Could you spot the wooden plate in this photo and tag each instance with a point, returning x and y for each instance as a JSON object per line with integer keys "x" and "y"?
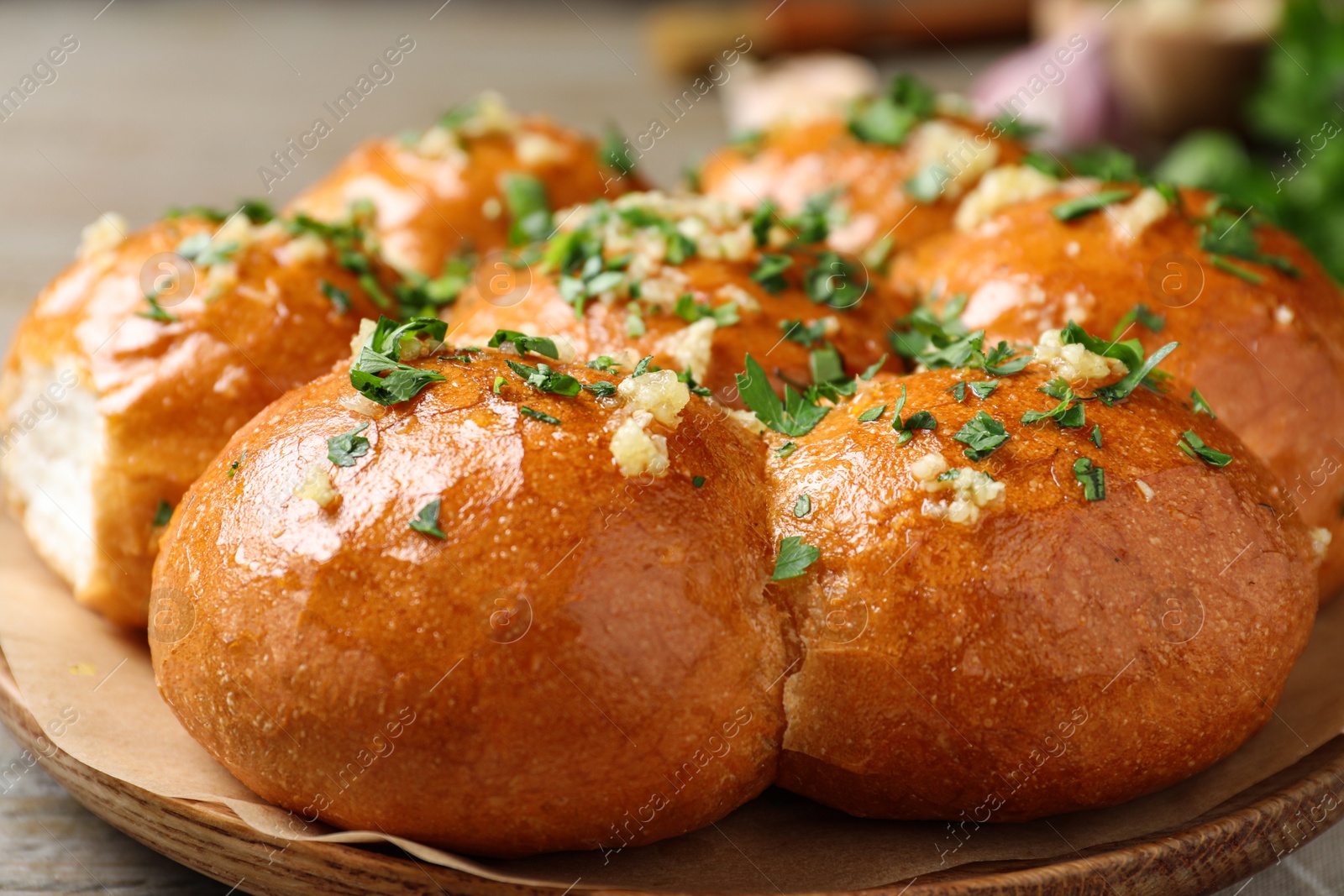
{"x": 1229, "y": 842}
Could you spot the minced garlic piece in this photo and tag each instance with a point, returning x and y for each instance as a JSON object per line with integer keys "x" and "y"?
{"x": 1000, "y": 188}
{"x": 972, "y": 490}
{"x": 1073, "y": 362}
{"x": 691, "y": 347}
{"x": 1321, "y": 539}
{"x": 356, "y": 403}
{"x": 635, "y": 450}
{"x": 356, "y": 342}
{"x": 104, "y": 234}
{"x": 1129, "y": 221}
{"x": 318, "y": 486}
{"x": 538, "y": 149}
{"x": 219, "y": 280}
{"x": 659, "y": 392}
{"x": 953, "y": 149}
{"x": 927, "y": 469}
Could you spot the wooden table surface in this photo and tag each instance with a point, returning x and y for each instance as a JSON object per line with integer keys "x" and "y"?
{"x": 179, "y": 103}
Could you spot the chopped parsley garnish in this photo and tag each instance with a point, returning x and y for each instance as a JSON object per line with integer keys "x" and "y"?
{"x": 917, "y": 421}
{"x": 795, "y": 558}
{"x": 1081, "y": 206}
{"x": 1195, "y": 448}
{"x": 539, "y": 416}
{"x": 1140, "y": 313}
{"x": 691, "y": 311}
{"x": 1068, "y": 412}
{"x": 1142, "y": 371}
{"x": 202, "y": 250}
{"x": 769, "y": 271}
{"x": 940, "y": 342}
{"x": 835, "y": 281}
{"x": 156, "y": 311}
{"x": 381, "y": 354}
{"x": 806, "y": 335}
{"x": 795, "y": 416}
{"x": 523, "y": 343}
{"x": 427, "y": 520}
{"x": 343, "y": 449}
{"x": 981, "y": 436}
{"x": 544, "y": 379}
{"x": 889, "y": 117}
{"x": 927, "y": 184}
{"x": 633, "y": 322}
{"x": 1045, "y": 163}
{"x": 1223, "y": 234}
{"x": 339, "y": 297}
{"x": 528, "y": 208}
{"x": 1093, "y": 479}
{"x": 1104, "y": 163}
{"x": 616, "y": 152}
{"x": 1200, "y": 405}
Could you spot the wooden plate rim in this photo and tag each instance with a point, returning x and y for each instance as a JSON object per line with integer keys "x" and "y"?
{"x": 1245, "y": 835}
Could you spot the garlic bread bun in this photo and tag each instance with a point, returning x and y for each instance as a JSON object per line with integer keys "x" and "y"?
{"x": 1048, "y": 627}
{"x": 573, "y": 649}
{"x": 1263, "y": 336}
{"x": 893, "y": 170}
{"x": 113, "y": 403}
{"x": 474, "y": 183}
{"x": 694, "y": 282}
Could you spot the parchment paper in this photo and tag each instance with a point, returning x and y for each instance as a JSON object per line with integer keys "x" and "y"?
{"x": 92, "y": 689}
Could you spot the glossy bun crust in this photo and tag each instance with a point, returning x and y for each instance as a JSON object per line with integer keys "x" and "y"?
{"x": 1269, "y": 358}
{"x": 585, "y": 660}
{"x": 793, "y": 163}
{"x": 161, "y": 396}
{"x": 1055, "y": 654}
{"x": 436, "y": 199}
{"x": 860, "y": 332}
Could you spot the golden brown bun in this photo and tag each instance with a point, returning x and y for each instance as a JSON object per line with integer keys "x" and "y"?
{"x": 530, "y": 301}
{"x": 1268, "y": 358}
{"x": 1054, "y": 656}
{"x": 152, "y": 402}
{"x": 432, "y": 207}
{"x": 795, "y": 163}
{"x": 586, "y": 660}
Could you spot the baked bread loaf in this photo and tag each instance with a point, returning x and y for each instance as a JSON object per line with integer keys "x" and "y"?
{"x": 481, "y": 179}
{"x": 1261, "y": 322}
{"x": 494, "y": 617}
{"x": 696, "y": 284}
{"x": 891, "y": 172}
{"x": 1012, "y": 620}
{"x": 136, "y": 364}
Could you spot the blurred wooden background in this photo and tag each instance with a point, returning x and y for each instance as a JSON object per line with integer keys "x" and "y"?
{"x": 179, "y": 103}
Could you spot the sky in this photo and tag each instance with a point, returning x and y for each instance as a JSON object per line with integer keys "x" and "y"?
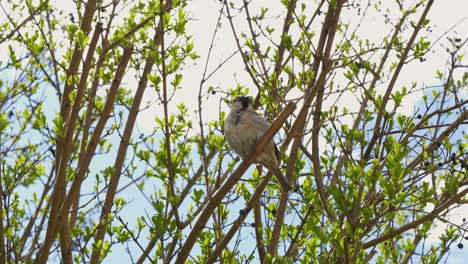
{"x": 445, "y": 14}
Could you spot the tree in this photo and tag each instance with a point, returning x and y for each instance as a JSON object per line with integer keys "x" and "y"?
{"x": 371, "y": 177}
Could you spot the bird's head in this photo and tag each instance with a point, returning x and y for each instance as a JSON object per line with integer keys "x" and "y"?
{"x": 241, "y": 103}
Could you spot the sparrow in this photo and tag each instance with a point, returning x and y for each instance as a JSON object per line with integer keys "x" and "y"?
{"x": 243, "y": 129}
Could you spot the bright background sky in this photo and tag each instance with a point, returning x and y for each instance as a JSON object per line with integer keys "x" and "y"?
{"x": 445, "y": 14}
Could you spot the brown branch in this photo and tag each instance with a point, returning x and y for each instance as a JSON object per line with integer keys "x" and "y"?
{"x": 392, "y": 83}
{"x": 429, "y": 217}
{"x": 56, "y": 220}
{"x": 230, "y": 182}
{"x": 259, "y": 232}
{"x": 254, "y": 201}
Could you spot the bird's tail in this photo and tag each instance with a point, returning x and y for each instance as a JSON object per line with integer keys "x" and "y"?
{"x": 282, "y": 180}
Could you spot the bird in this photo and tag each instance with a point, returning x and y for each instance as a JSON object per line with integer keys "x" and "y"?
{"x": 243, "y": 129}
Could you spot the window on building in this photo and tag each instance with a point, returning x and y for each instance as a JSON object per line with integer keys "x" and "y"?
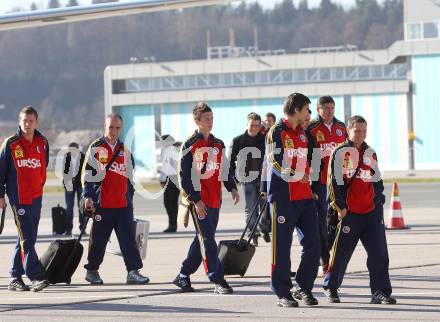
{"x": 324, "y": 74}
{"x": 430, "y": 30}
{"x": 413, "y": 31}
{"x": 338, "y": 73}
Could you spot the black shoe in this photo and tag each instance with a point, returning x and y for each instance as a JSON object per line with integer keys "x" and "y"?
{"x": 382, "y": 298}
{"x": 170, "y": 229}
{"x": 223, "y": 288}
{"x": 184, "y": 283}
{"x": 332, "y": 295}
{"x": 39, "y": 285}
{"x": 254, "y": 240}
{"x": 305, "y": 296}
{"x": 93, "y": 277}
{"x": 266, "y": 237}
{"x": 287, "y": 301}
{"x": 17, "y": 284}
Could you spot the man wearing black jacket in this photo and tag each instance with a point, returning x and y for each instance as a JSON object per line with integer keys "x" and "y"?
{"x": 247, "y": 154}
{"x": 73, "y": 164}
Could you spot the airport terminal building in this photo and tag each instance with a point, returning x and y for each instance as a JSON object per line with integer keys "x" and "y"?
{"x": 396, "y": 89}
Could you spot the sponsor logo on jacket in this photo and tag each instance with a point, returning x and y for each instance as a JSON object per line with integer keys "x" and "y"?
{"x": 29, "y": 163}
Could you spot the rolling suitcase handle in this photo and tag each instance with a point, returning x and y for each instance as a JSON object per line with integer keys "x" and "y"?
{"x": 254, "y": 211}
{"x": 78, "y": 240}
{"x": 2, "y": 221}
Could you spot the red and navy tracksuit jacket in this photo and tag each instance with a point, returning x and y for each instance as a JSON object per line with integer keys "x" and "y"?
{"x": 112, "y": 192}
{"x": 364, "y": 201}
{"x": 112, "y": 188}
{"x": 23, "y": 168}
{"x": 292, "y": 206}
{"x": 287, "y": 163}
{"x": 201, "y": 170}
{"x": 322, "y": 142}
{"x": 320, "y": 137}
{"x": 203, "y": 166}
{"x": 23, "y": 172}
{"x": 363, "y": 195}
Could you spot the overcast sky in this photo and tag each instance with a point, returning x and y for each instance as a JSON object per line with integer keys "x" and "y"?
{"x": 7, "y": 5}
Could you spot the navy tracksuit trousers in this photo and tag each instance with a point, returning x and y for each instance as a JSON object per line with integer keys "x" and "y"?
{"x": 285, "y": 217}
{"x": 25, "y": 259}
{"x": 207, "y": 252}
{"x": 322, "y": 205}
{"x": 369, "y": 229}
{"x": 104, "y": 221}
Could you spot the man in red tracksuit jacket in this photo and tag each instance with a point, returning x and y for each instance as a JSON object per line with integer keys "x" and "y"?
{"x": 324, "y": 134}
{"x": 23, "y": 161}
{"x": 203, "y": 167}
{"x": 109, "y": 196}
{"x": 356, "y": 193}
{"x": 288, "y": 191}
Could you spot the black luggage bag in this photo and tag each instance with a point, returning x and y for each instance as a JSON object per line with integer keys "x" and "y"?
{"x": 62, "y": 258}
{"x": 236, "y": 255}
{"x": 59, "y": 220}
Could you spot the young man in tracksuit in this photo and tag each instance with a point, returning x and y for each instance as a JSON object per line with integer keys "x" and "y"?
{"x": 324, "y": 135}
{"x": 23, "y": 161}
{"x": 203, "y": 166}
{"x": 109, "y": 196}
{"x": 356, "y": 193}
{"x": 289, "y": 192}
{"x": 247, "y": 155}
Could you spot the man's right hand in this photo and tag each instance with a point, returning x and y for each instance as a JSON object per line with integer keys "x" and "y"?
{"x": 3, "y": 203}
{"x": 90, "y": 208}
{"x": 200, "y": 209}
{"x": 342, "y": 214}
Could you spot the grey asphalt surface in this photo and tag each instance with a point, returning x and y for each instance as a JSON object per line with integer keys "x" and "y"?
{"x": 414, "y": 263}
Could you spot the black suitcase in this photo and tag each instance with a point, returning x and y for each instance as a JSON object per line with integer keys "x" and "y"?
{"x": 59, "y": 220}
{"x": 236, "y": 255}
{"x": 62, "y": 258}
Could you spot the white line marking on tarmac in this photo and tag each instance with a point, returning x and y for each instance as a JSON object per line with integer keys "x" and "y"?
{"x": 264, "y": 295}
{"x": 68, "y": 297}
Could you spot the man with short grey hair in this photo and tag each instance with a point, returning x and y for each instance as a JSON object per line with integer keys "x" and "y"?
{"x": 247, "y": 155}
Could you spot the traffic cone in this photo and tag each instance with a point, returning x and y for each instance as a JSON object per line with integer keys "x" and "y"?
{"x": 395, "y": 219}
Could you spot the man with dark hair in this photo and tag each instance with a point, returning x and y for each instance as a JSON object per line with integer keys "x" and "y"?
{"x": 108, "y": 189}
{"x": 289, "y": 192}
{"x": 356, "y": 193}
{"x": 247, "y": 155}
{"x": 268, "y": 121}
{"x": 73, "y": 163}
{"x": 324, "y": 134}
{"x": 203, "y": 166}
{"x": 23, "y": 162}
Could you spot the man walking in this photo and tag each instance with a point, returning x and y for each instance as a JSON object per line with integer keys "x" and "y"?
{"x": 23, "y": 161}
{"x": 202, "y": 169}
{"x": 356, "y": 193}
{"x": 108, "y": 189}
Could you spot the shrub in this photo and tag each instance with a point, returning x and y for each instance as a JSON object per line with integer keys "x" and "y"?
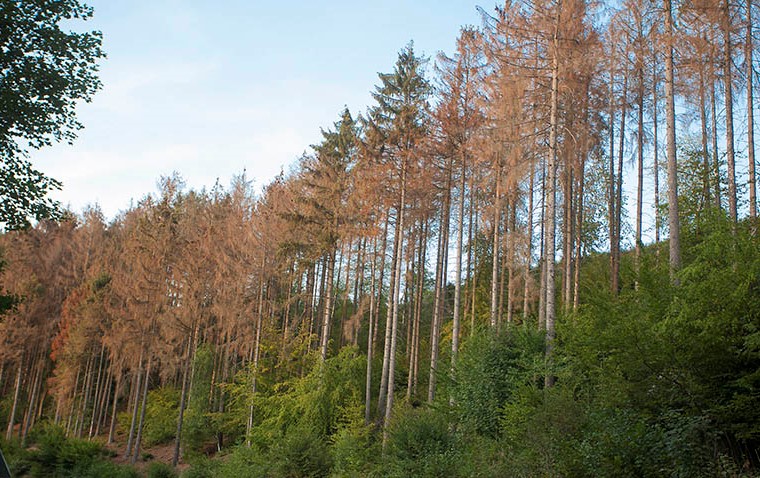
{"x": 158, "y": 469}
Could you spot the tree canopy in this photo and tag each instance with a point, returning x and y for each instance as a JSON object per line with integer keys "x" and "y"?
{"x": 46, "y": 71}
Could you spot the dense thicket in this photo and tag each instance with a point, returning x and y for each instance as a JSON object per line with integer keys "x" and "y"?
{"x": 449, "y": 284}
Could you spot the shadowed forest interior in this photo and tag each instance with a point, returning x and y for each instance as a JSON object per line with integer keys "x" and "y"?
{"x": 535, "y": 256}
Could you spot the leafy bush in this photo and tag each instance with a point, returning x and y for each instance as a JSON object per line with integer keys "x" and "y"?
{"x": 160, "y": 416}
{"x": 421, "y": 444}
{"x": 158, "y": 469}
{"x": 489, "y": 370}
{"x": 57, "y": 456}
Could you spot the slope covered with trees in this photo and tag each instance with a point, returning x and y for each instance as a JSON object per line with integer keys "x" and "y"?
{"x": 449, "y": 284}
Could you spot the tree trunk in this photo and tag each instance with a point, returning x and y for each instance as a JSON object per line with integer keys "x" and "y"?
{"x": 458, "y": 270}
{"x": 495, "y": 243}
{"x": 551, "y": 201}
{"x": 391, "y": 308}
{"x": 112, "y": 427}
{"x": 714, "y": 128}
{"x": 705, "y": 152}
{"x": 144, "y": 405}
{"x": 729, "y": 101}
{"x": 440, "y": 290}
{"x": 394, "y": 296}
{"x": 656, "y": 148}
{"x": 255, "y": 357}
{"x": 183, "y": 396}
{"x": 673, "y": 221}
{"x": 750, "y": 115}
{"x": 370, "y": 333}
{"x": 16, "y": 396}
{"x": 528, "y": 243}
{"x": 327, "y": 312}
{"x": 135, "y": 404}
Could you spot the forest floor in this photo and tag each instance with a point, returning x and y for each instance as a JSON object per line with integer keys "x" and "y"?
{"x": 161, "y": 453}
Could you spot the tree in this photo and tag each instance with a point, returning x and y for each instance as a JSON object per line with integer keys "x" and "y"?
{"x": 46, "y": 71}
{"x": 670, "y": 111}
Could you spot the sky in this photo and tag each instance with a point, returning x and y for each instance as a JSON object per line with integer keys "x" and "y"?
{"x": 210, "y": 89}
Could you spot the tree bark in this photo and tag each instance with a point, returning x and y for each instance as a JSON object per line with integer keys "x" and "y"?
{"x": 673, "y": 221}
{"x": 729, "y": 102}
{"x": 750, "y": 115}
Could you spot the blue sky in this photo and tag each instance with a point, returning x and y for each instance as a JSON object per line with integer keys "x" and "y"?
{"x": 210, "y": 88}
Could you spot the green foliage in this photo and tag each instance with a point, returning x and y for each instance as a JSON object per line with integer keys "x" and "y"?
{"x": 54, "y": 455}
{"x": 197, "y": 427}
{"x": 160, "y": 416}
{"x": 158, "y": 469}
{"x": 47, "y": 70}
{"x": 354, "y": 450}
{"x": 489, "y": 370}
{"x": 329, "y": 397}
{"x": 422, "y": 443}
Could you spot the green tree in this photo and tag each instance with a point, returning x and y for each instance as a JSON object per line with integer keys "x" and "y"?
{"x": 46, "y": 71}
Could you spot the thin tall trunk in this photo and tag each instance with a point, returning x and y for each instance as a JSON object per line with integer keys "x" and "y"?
{"x": 705, "y": 152}
{"x": 440, "y": 291}
{"x": 141, "y": 426}
{"x": 112, "y": 427}
{"x": 468, "y": 268}
{"x": 98, "y": 392}
{"x": 391, "y": 308}
{"x": 370, "y": 333}
{"x": 542, "y": 258}
{"x": 551, "y": 200}
{"x": 255, "y": 357}
{"x": 619, "y": 187}
{"x": 30, "y": 411}
{"x": 135, "y": 403}
{"x": 673, "y": 221}
{"x": 656, "y": 148}
{"x": 578, "y": 235}
{"x": 611, "y": 185}
{"x": 714, "y": 137}
{"x": 567, "y": 236}
{"x": 16, "y": 396}
{"x": 327, "y": 312}
{"x": 511, "y": 259}
{"x": 394, "y": 296}
{"x": 639, "y": 163}
{"x": 729, "y": 101}
{"x": 495, "y": 245}
{"x": 750, "y": 115}
{"x": 458, "y": 269}
{"x": 183, "y": 396}
{"x": 529, "y": 242}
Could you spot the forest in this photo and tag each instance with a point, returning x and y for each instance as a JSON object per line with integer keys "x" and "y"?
{"x": 536, "y": 256}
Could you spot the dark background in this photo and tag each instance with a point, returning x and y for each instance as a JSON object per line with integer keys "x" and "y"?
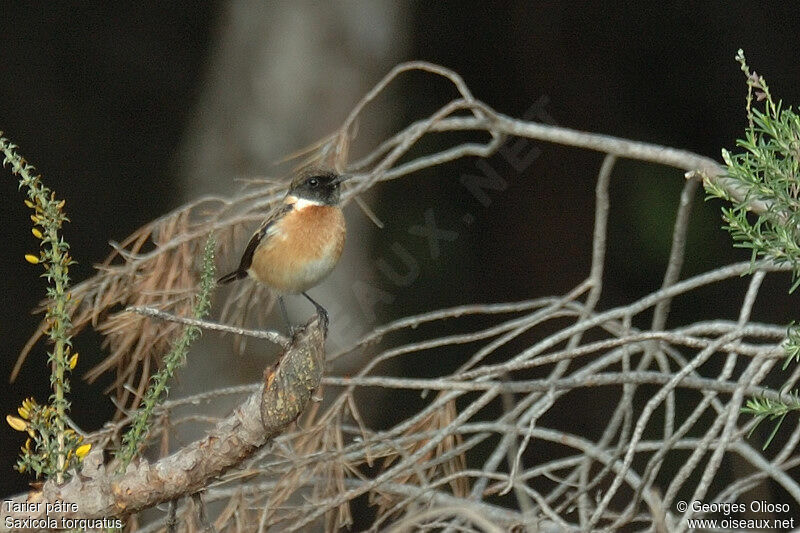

--

-- Task directions --
Tally the lines above that contain the word "brown", treating case as significant, and give only the number.

-- Response --
2